----- READING PASSAGE -----

Psychiatry

Psych secrecy

Adam Kaplin's multiple sclerosis patients hope for less pain, increased energy, an end to depression. Fulfilling that hope requires the coordinated effort of primary care physicians, psychiatrists, physical therapists, and other health care specialists. But Kaplin, who serves as the chief psychiatric consultant to the Johns Hopkins Multiple Sclerosis and Transverse Myelitis centers, kept encountering a problem. "I had colleagues in other Johns Hopkins outpatient clinics who said, 'We'd like to see your patient reports, but we can't see what you did. We can't follow along,'" says Kaplin. The problem was that unlike other patient records, his reports were outpatient psychiatric reports, and therefore not accessible.

Kaplin suspected that keeping psych records private could adversely affect his patients' health, and his latest study confirms it. Analyzing publicly available discharge data from 13 of the top 18 U.S. hospitals as ranked by U.S. News & World Report in 2007, Kaplin found that within a month of discharge psychiatric patients were 40 percent less likely to require readmission to the hospital if other specialists had full access to their psychiatric electronic patient records. The implication, says Kaplin, is that patients have better outcomes when psychiatrists engage in collaborative care and hospital systems make it easy to share patient records. Yet fewer than half of the top 18 hospitals kept all psychiatric records stored electronically, and less than one-quarter allowed non-psychiatrists unrestricted access to them.

Why the secrecy? Three-quarters of the hospitals in his study that did not share psychiatric information maintained electronic records. So the barrier to sharing information was not insufficient technology or cost or ease of data transmission. Rather, it was all about stigma, says Kaplin, the belief that patients could be stigmatized if other doctors know they have psychiatric illnesses.

-----

### TASK INSTRUCTIONS
Extract from the article on psychiatric record secrecy the passage starting at "Why the secrecy?" and ending at "have psychiatric illnesses.", reproducing it word for word. Rely solely on the article about psychiatric record secrecy when working with this data.

----- SOURCE DATA -----

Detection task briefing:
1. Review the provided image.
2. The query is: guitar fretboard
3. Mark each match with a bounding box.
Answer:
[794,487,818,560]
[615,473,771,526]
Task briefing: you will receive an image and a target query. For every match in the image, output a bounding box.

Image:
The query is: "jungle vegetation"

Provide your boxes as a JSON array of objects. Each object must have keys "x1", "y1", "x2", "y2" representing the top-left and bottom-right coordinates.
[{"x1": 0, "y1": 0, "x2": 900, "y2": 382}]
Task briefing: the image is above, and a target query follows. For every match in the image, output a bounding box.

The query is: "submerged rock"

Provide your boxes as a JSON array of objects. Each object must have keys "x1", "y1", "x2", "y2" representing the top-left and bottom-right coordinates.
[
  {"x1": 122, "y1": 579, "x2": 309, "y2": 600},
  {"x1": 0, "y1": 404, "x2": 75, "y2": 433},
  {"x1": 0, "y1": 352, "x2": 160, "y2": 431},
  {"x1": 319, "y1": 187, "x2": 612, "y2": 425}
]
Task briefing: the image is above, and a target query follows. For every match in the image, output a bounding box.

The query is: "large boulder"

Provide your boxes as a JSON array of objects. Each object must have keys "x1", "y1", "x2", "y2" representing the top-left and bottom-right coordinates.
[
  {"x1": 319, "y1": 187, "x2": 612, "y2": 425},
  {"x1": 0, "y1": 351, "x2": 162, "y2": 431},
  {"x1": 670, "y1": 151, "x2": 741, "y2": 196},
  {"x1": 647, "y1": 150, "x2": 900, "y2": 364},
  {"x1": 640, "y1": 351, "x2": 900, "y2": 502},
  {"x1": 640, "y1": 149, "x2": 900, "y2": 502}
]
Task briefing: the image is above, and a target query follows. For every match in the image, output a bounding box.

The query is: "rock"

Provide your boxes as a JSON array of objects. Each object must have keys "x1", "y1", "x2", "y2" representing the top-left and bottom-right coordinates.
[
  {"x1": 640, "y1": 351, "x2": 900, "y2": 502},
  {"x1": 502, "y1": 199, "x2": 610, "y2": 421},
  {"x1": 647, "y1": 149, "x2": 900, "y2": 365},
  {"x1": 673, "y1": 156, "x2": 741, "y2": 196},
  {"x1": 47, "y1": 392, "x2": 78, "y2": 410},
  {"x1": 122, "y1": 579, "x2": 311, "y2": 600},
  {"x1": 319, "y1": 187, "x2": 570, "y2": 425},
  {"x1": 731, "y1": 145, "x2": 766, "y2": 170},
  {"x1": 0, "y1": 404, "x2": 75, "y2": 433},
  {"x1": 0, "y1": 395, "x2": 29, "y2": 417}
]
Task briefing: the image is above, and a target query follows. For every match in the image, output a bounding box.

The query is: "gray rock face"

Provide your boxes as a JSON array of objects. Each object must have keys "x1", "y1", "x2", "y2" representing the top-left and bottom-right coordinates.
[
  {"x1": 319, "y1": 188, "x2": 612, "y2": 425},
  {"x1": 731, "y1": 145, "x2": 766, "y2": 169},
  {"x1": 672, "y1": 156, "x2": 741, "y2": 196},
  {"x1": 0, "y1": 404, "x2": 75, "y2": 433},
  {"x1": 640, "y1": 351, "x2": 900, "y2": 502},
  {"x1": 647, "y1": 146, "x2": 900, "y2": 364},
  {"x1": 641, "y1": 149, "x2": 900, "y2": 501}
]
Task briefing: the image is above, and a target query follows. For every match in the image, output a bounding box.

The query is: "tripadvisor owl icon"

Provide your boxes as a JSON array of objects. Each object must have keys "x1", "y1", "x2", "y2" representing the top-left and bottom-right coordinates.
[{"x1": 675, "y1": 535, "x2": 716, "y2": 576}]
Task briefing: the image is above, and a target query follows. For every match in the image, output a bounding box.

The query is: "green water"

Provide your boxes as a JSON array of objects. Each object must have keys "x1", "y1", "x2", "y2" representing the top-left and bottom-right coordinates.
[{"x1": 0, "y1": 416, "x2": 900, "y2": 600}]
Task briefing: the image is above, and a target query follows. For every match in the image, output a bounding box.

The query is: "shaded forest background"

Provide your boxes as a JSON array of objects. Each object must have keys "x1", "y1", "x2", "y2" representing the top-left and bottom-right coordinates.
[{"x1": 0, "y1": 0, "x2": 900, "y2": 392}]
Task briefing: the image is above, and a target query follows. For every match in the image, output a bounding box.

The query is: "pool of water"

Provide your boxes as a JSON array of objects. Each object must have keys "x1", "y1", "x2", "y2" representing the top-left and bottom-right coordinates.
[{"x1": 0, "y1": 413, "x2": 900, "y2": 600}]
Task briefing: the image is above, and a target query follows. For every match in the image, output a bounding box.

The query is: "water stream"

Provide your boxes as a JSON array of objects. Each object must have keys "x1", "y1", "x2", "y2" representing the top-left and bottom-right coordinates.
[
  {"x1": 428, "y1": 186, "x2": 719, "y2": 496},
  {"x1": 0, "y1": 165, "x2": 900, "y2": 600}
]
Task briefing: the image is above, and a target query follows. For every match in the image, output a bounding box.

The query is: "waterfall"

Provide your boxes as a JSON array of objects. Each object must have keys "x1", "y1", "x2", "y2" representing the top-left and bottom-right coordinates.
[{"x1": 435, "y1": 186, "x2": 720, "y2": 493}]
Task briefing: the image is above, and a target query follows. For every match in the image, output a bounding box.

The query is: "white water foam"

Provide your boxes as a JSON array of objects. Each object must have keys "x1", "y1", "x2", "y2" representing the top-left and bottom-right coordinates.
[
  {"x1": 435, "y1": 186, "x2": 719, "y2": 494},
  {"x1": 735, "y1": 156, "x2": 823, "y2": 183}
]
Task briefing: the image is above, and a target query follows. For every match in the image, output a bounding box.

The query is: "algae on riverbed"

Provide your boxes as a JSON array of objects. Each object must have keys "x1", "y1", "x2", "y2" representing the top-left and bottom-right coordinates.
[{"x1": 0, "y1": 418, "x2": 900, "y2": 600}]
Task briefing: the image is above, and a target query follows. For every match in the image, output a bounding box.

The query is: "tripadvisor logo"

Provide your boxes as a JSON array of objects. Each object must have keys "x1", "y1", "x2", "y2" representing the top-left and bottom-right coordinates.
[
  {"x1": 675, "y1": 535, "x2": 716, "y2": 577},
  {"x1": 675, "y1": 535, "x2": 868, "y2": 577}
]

-----

### SOLUTION TO THE PROBLEM
Why the secrecy? Three-quarters of the hospitals in his study that did not share psychiatric information maintained electronic records. So the barrier to sharing information was not insufficient technology or cost or ease of data transmission. Rather, it was all about stigma, says Kaplin, the belief that patients could be stigmatized if other doctors know they have psychiatric illnesses.